Begin with the line below holding "Target: eyeglasses" and go on through the line holding "Where can the small white", duplicating each line exactly and leaving out pictures.

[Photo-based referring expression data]
-*-*-

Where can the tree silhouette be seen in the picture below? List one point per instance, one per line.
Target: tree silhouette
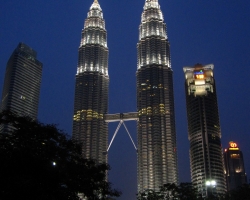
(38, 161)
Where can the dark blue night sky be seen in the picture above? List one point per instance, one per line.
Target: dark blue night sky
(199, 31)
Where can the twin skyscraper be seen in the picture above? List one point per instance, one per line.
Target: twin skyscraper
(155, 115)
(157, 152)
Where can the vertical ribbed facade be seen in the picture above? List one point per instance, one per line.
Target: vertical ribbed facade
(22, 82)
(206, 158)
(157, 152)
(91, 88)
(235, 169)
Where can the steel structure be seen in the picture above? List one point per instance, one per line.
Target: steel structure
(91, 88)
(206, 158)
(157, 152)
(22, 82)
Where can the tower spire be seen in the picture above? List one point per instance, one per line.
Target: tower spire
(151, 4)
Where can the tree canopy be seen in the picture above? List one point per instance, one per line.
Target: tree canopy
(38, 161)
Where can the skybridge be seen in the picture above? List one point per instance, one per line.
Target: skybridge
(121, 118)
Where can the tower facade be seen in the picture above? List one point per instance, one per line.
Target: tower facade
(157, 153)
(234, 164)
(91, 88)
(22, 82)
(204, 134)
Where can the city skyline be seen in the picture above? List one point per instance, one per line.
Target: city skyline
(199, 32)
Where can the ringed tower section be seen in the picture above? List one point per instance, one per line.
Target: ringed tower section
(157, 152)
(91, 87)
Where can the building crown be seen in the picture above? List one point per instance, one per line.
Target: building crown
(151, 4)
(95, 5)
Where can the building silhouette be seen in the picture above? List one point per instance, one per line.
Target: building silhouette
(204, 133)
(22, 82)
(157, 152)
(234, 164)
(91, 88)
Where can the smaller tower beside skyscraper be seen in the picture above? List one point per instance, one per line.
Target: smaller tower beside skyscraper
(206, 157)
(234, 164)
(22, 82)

-*-*-

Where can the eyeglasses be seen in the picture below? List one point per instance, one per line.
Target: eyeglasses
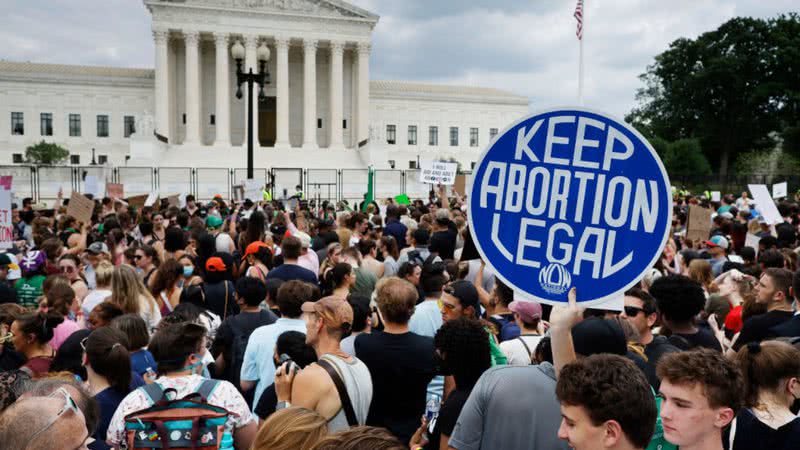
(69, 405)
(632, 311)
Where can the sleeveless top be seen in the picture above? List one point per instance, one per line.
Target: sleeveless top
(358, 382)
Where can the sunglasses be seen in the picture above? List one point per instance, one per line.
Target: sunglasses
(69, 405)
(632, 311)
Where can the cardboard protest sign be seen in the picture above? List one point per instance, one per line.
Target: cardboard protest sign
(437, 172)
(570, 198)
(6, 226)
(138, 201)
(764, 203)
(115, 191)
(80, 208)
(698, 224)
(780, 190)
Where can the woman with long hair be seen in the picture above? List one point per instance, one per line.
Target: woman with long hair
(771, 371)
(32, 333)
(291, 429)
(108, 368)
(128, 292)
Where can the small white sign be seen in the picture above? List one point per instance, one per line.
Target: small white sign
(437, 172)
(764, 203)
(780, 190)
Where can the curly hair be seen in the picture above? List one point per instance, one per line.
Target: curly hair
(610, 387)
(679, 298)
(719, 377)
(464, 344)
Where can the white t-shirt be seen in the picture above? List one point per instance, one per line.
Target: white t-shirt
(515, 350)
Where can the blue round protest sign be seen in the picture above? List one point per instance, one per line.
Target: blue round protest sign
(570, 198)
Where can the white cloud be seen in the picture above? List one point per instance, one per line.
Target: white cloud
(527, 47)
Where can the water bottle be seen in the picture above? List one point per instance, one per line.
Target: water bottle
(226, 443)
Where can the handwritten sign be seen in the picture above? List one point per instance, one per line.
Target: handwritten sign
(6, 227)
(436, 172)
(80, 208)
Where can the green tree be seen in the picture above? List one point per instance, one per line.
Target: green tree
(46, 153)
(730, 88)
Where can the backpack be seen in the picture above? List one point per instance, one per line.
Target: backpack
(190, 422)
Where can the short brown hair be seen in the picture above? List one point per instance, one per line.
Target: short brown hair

-*-*-

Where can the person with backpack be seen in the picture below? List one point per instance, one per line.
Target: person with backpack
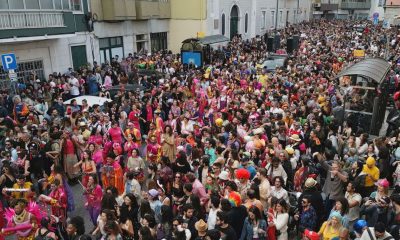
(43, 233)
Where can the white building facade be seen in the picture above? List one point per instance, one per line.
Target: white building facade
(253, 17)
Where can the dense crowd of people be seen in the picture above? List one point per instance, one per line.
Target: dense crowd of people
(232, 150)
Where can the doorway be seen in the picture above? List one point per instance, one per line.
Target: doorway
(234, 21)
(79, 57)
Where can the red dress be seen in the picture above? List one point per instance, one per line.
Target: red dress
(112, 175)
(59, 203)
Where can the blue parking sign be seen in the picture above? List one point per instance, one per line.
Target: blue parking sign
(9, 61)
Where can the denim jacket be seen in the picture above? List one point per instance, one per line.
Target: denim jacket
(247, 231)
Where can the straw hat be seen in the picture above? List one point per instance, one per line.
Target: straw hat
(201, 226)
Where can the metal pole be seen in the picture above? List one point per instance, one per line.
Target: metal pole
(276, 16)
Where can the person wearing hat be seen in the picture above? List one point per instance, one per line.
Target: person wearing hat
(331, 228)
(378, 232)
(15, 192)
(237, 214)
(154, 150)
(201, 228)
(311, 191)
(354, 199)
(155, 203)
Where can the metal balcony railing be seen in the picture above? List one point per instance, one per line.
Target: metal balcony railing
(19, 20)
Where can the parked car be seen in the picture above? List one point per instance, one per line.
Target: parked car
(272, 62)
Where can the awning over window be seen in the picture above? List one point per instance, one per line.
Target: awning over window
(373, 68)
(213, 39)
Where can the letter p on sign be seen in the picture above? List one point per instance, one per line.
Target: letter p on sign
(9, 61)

-*-*-

_Written reply_:
Target: eyeglasses
(69, 405)
(632, 311)
Where can the sleeveless top be seen in the picture above? List one point per instance, one per line.
Target: sleeveless top
(358, 382)
Where can the sunglasses be seen in the picture above? List one point per instance, one per line.
Target: sunglasses
(69, 405)
(632, 311)
Where can the cardboard protest sign be seen in the picture above? List one point per instance, one per line.
Target: cardboard protest sign
(437, 172)
(570, 198)
(6, 226)
(138, 201)
(764, 203)
(115, 191)
(80, 208)
(698, 224)
(780, 190)
Where can the woman with long hair be seen in the picture above? List one point per instance, one per line.
Target: woman with long hair
(771, 371)
(32, 333)
(291, 429)
(108, 368)
(128, 292)
Where can the small white sign be seen in the picture above? List one point per instance, one per line.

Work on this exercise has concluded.